### YOUR INSTRUCTIONS
Which lines in the listing below contain the word "tree", matching case exactly? Copy out each of those lines in full.

— START OF MATERIAL —

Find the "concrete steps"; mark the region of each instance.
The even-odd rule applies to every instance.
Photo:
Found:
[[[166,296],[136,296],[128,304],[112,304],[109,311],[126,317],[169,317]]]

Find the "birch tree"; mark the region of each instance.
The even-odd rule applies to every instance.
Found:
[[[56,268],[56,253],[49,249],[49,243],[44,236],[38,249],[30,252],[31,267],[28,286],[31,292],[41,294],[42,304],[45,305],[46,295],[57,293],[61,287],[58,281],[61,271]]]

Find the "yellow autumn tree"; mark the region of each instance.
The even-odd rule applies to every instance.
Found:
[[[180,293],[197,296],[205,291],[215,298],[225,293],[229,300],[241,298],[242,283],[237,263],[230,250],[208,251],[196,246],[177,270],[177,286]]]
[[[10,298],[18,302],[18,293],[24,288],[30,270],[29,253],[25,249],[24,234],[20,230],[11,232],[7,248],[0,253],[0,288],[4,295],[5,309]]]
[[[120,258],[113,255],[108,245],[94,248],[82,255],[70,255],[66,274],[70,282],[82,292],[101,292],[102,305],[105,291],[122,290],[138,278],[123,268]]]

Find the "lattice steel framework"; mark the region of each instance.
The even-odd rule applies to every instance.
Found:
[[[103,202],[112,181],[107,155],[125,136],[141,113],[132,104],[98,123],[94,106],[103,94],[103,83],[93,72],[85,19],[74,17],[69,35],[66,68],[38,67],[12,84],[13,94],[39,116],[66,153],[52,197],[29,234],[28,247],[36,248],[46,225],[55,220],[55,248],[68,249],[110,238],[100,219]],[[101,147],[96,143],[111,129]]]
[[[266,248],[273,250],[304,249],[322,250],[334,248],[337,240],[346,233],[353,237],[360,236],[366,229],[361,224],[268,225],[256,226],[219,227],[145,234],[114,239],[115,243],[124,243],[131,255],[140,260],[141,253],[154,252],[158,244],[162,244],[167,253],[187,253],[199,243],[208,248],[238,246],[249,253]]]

— END OF MATERIAL —

### FINAL RESULT
Find the "birch tree"; mark the region of each instance.
Find the "yellow autumn tree"; mark the region of each instance.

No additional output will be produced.